* _Условие задачи 1_
Перечислите всех родственников рассказчика, которые названы в отрывке для чтения по имени.

* _Отрывок для чтения_
>>

Следовало бы дальше остановиться на двух сестрах моего отца (остальные пять скончались до моего рождения), но я могу сказать только то, что обеих этих тетушек я искренне любил, а они меня усердно баловали. Особенно, как это и полагается, баловала меня крестная мама тетя Маша, я же ей за это платил бессовестной эксплуатацией. Боже, какой испуг рисовался на ее увядших чертах, каким отчаянием наполнялись ее серые, много горя и мало радости видевшие глаза, когда оказывалось, что почему-либо мою очередную прихоть исполнить невозможно. Я же, бессовестный, не щадил доброй тети Маши, и мне даже нравилось мучить ее, сознавая свою власть над ней.
Что же касается до старшей сестры моего отца, Жаннет Робер, родившейся еще в XVIII веке, то мое представление об этой крошечной, в комочек съежившейся старушке, нераздельно связано с той квартирой в доме ее дочери Катеньки Романовской у Покрова, в которой она жила до своей кончины в 1881 году. У папы вошло в обычай каждое воскресенье после службы в церкви св. Станислава заходить к своей старшей сестре, где его (и меня, когда я его сопровождал), ожидал вкусный завтрак с замечательным пирогом. Но в те годы не пирогами можно было меня заманить к тете Жаннет и к тете Катишь (последняя была на пятьдесят лет старше меня и все же приходилась мне кузиной), а тем, что их квартира была полна котов, кошек и котят, кошачью же породу я буквально обожал. Мне тем более было приятно ласкать здесь этих очаровательных зверюг и играть с ними, что у нас дома таковые не водились. Изредка, сдаваясь на мои просьбы, мне дарили то черненького, то серенького котенка, с которым я тогда и возился до совершенного исступления, в ущерб всем прочим занятием – но затем наша прислуга, ненавидевшая кошек, к великому моему отчаянию, моего очередного любимчика куда-то спроваживала.

<<

* _Материал для работы_
>>

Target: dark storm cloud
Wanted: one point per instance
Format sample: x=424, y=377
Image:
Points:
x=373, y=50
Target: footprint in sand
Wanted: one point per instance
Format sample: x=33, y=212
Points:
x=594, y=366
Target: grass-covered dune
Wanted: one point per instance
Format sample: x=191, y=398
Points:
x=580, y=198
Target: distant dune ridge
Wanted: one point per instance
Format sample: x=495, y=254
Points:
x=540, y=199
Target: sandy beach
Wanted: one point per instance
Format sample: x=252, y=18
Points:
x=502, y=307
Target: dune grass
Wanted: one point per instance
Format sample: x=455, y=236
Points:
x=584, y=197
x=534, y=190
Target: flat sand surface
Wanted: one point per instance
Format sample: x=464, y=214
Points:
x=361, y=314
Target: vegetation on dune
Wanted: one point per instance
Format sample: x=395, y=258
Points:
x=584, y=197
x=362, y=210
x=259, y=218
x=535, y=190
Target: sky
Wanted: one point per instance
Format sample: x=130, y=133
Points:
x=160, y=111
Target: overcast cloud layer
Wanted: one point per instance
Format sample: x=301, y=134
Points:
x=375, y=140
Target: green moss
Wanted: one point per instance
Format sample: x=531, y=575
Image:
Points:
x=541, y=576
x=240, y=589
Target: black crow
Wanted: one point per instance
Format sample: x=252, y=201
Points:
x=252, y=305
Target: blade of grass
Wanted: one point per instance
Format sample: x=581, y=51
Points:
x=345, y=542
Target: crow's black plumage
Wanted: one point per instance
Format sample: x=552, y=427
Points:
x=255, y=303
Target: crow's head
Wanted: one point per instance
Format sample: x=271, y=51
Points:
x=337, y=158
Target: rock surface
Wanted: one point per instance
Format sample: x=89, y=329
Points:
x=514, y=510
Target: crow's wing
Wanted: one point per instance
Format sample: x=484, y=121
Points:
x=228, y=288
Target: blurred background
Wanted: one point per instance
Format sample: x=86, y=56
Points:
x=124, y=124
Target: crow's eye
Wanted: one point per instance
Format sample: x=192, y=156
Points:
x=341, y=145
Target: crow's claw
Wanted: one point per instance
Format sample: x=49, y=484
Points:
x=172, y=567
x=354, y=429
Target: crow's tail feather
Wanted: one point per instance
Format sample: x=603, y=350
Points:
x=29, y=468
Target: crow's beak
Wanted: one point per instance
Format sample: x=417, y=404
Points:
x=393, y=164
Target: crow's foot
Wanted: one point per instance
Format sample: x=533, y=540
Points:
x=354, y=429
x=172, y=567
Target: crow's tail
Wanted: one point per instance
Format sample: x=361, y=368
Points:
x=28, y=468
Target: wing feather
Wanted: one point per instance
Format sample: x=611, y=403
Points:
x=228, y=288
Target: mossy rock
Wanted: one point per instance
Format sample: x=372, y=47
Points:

<<

* _Условие задачи 2_
Перепишите перечень от его начала по строку с «x=375, y=140» включительно вместе с запросами. В ответах увеличьте на 73 каждое число координат точек, а запросы и образцы формата оставьте без изменений.

* _Ответ 1_
Тетя Маша, Жаннет Робер, Катенька Романовская (тетя Катишь)

* _Ответ 2_
Target: dark storm cloud
Wanted: one point per instance
Format sample: x=424, y=377
Image:
Points:
x=446, y=123
Target: footprint in sand
Wanted: one point per instance
Format sample: x=33, y=212
Points:
x=667, y=439
Target: grass-covered dune
Wanted: one point per instance
Format sample: x=191, y=398
Points:
x=653, y=271
Target: distant dune ridge
Wanted: one point per instance
Format sample: x=495, y=254
Points:
x=613, y=272
Target: sandy beach
Wanted: one point per instance
Format sample: x=252, y=18
Points:
x=575, y=380
Target: dune grass
Wanted: one point per instance
Format sample: x=455, y=236
Points:
x=657, y=270
x=607, y=263
Target: flat sand surface
Wanted: one point per instance
Format sample: x=464, y=214
Points:
x=434, y=387
Target: vegetation on dune
Wanted: one point per instance
Format sample: x=395, y=258
Points:
x=657, y=270
x=435, y=283
x=332, y=291
x=608, y=263
Target: sky
Wanted: one point per instance
Format sample: x=130, y=133
Points:
x=233, y=184
Target: overcast cloud layer
Wanted: one point per instance
Format sample: x=301, y=134
Points:
x=448, y=213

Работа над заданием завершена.